### READING PASSAGE
Conclusion CARA supports evidence-based decision-making by providing GPs with valuable insights through interactive data dashboards to optimise patient care, identify potential areas for improvement and benchmark their performance against other practices.

Supplementary file 1. Graphical abstract

What is already known on this topic

  • Health data is generally stored in isolated systems (data silos), making it difficult for healthcare professionals to access data in aggregated form or to compare across different systems. This issue is prominent in primary care, where patient data is commonly recorded using patient management software (PMS) systems, which do not allow analysing the aggregated data stored in the backend. No publications have been identified that presented a data extraction process, any interactive elements to compare or filter or the potential to sustain the infrastructure or dashboard beyond the aim of the project.

What this study adds

  • Health research funders and governments developed data-sharing policies. However, most data sharing fails due to a lack of common data models and infrastructures supporting such models. We developed a comprehensive infrastructure, including a data extraction tool (CARAconnect) to combine data from different general practices with different PMS, circumventing the need to streamline and link data at the source. The tools can easily be adapted to include/exclude specific data fields to adhere to ethical and General Data Protection Regulation requirements. Additionally, the infrastructure supports visualising within-practice and between-practice comparisons (anonymised). The CARA infrastructure offers a blueprint for extracting, transforming and sharing data from data silos and presenting data in interactive visualisations.

How this study might affect research, practice or policy

  • Visualising health data allows comparisons within and between general practices, countries and institutions. However, the challenge with data stored in data silos remains and prevents the possibility of aggregated data visualisation to understand patterns and provide better treatments and interventions. The CARA infrastructure described in this paper supports data extraction, transformation and sharing across data silos.

### THE DATA
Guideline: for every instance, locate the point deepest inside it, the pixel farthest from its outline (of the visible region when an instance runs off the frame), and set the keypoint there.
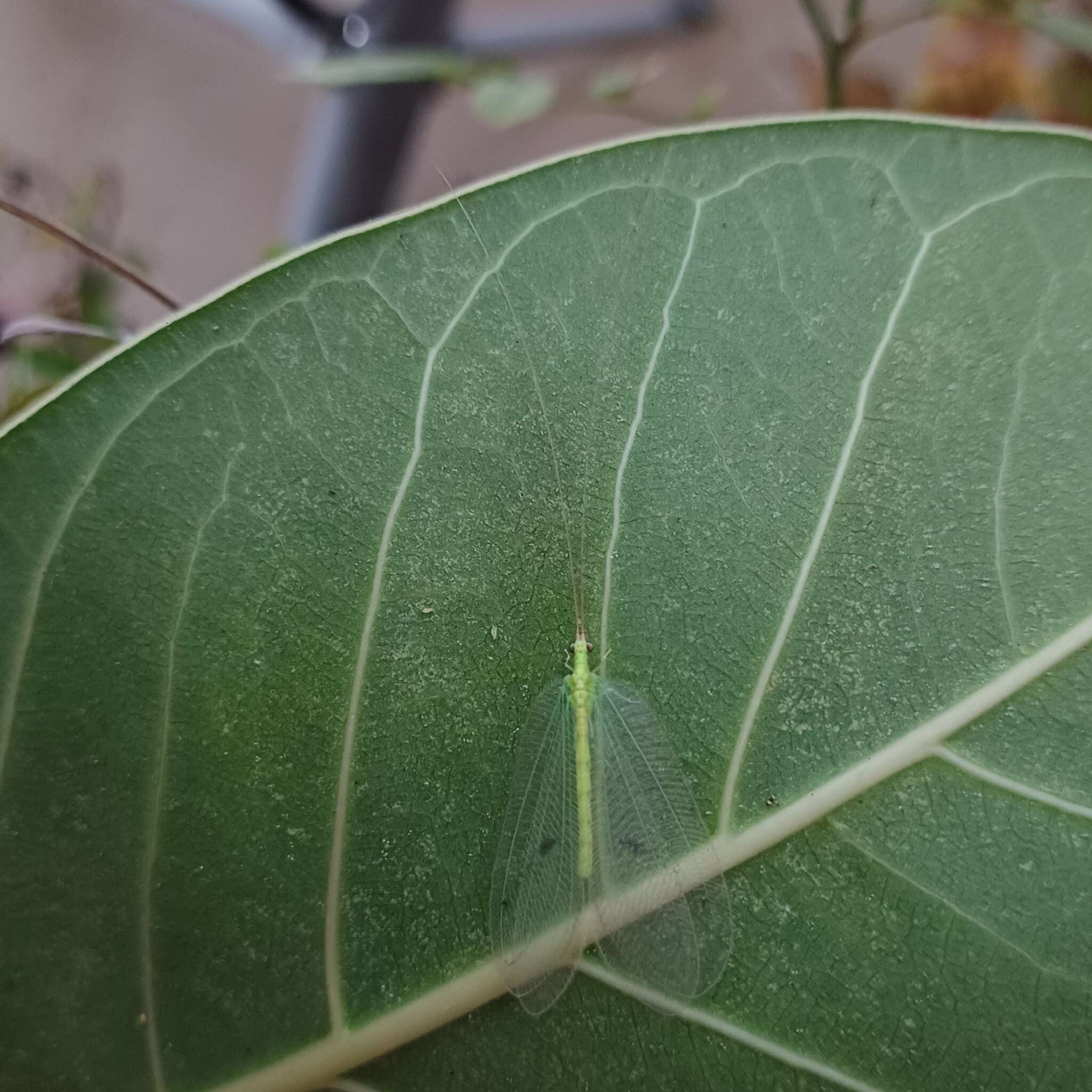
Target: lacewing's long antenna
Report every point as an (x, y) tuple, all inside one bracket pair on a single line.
[(578, 597)]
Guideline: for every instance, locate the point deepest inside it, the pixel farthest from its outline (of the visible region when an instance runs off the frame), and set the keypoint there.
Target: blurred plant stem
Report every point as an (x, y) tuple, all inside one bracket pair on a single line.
[(116, 266), (837, 47)]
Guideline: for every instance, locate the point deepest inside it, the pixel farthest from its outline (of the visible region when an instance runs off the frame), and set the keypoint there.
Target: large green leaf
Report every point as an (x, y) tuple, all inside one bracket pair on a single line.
[(281, 581)]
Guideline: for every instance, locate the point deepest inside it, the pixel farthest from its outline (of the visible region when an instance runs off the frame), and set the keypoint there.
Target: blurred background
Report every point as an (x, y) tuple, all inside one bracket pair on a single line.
[(195, 139)]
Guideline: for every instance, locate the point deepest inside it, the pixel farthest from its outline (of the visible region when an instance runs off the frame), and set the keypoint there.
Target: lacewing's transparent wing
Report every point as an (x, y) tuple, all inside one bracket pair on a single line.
[(534, 879), (646, 822)]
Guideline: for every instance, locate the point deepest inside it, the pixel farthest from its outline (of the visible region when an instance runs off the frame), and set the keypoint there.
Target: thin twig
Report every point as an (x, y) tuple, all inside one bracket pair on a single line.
[(37, 325), (90, 251)]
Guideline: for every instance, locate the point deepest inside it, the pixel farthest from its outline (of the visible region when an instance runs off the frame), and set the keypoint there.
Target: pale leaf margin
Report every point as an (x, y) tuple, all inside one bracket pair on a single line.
[(325, 1061)]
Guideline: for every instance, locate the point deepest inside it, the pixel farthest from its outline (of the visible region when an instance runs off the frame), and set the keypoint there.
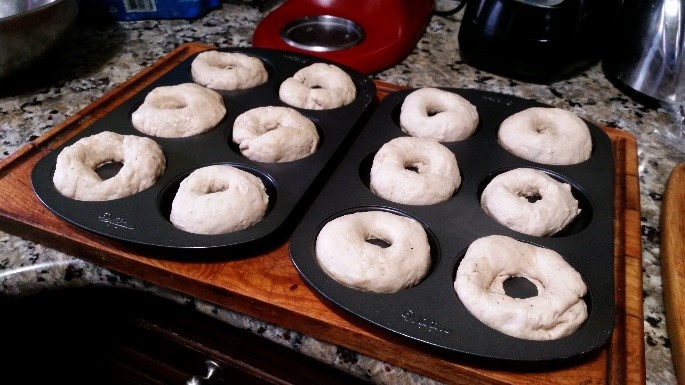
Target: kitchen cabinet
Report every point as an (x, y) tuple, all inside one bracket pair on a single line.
[(120, 336)]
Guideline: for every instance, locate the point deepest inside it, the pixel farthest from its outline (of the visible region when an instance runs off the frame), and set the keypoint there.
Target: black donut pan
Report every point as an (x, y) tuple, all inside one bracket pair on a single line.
[(142, 219), (431, 313)]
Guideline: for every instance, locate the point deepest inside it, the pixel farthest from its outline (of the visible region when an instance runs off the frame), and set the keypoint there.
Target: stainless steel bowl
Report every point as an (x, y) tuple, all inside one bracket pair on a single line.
[(30, 29)]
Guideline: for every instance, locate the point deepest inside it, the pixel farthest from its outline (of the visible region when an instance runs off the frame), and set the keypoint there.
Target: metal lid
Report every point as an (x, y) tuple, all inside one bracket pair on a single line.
[(322, 33)]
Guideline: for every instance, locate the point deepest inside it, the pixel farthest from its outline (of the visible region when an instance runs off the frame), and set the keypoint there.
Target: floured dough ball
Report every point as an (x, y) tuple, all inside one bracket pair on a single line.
[(275, 134), (76, 174), (546, 135), (556, 311), (433, 113), (414, 171), (319, 86), (346, 251), (179, 111), (530, 201), (228, 71), (219, 199)]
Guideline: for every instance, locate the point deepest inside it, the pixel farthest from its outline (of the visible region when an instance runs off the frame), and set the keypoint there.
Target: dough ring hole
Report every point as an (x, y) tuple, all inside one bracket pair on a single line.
[(543, 127), (216, 187), (108, 170), (168, 192), (519, 287), (532, 195), (170, 103), (583, 219), (415, 166), (382, 243)]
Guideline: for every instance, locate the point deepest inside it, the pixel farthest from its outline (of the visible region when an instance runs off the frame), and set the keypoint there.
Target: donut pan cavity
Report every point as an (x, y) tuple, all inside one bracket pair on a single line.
[(142, 219), (431, 313)]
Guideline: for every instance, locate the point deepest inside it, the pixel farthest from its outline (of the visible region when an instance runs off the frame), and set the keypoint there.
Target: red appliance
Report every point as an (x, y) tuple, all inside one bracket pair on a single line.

### TASK LIST
**A)** In the passage about the CARA infrastructure, what is the name of the data extraction tool that was developed?
**B)** Decide whether each statement agrees with the passage about the CARA infrastructure, and quote the words that decide it.
(i) Patient management software systems allow analysis of the aggregated data stored in their backend.
(ii) The tools can be adapted to include or exclude specific data fields.
(iii) Most data sharing succeeds because common data models are widely available.
**C)** Rewrite as a list the paragraph of the passage about the CARA infrastructure that begins "Health research funders and governments developed data-sharing policies," keeping its main facts.
Rely only on the passage about the CARA infrastructure when responding.

### RESPONSES BY ITEM NUMBER
**A)** CARAconnect

**B)**
(i) No: "which do not allow analysing the aggregated data stored in the backend"
(ii) Yes: "The tools can easily be adapted to include/exclude specific data fields to adhere to ethical and General Data Protection Regulation requirements"
(iii) No: "most data sharing fails due to a lack of common data models and infrastructures supporting such models"

**C)**
- Health research funders and governments developed data-sharing policies, but most data sharing fails for lack of common data models and supporting infrastructures.
- A comprehensive infrastructure was developed, including the data extraction tool CARAconnect, which combines data from general practices using different PMS without streamlining and linking data at the source.
- The tools can be adapted to include or exclude specific data fields to meet ethical and General Data Protection Regulation requirements.
- The infrastructure supports visualizing within-practice and anonymized between-practice comparisons.
- The CARA infrastructure offers a blueprint for extracting, transforming and sharing data from data silos and presenting it in interactive visualizations.